* Begin Task material *
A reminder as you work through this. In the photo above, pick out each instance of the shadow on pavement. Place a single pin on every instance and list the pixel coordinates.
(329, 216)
* End Task material *
* Begin Task material *
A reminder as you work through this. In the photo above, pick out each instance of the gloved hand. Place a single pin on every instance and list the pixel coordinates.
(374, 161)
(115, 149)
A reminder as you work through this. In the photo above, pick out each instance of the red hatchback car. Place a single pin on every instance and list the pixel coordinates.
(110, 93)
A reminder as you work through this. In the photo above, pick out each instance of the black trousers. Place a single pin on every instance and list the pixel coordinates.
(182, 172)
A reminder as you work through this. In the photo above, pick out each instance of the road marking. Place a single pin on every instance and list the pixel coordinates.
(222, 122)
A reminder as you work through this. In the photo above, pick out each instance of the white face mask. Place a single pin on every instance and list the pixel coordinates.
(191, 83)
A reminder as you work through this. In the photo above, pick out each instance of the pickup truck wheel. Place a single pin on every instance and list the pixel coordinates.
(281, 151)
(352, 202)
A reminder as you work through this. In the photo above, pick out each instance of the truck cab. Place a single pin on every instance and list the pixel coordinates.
* End Task material *
Could you render the part of the records that opens with the line containing "of the road" and closes with the line containing "of the truck", both of those lines included, as a Markdown table with the columns Row and Record line? It should have one numbered row per line, skip blank lines, and cover only that part.

## Final answer
| Row | Record line |
|---|---|
| 1 | A reminder as you work through this. In the photo above, pick out each instance of the road marking. Place a single pin on every instance and list the pixel coordinates. |
| 2 | (222, 122) |
| 3 | A reminder as you work through this. In the photo above, pick out each instance of the white face mask. Place a single pin on every instance and list the pixel coordinates. |
| 4 | (191, 83) |
| 5 | A reminder as you work through this. In the photo above, pick out each instance of the pickup truck wheel. Place a single pin on every instance and list the pixel coordinates. |
| 6 | (281, 151) |
| 7 | (352, 202) |
| 8 | A reminder as you work through this. In the photo above, pick out each instance of the truck cab. Place a single pin on every instance and list the pixel coordinates. |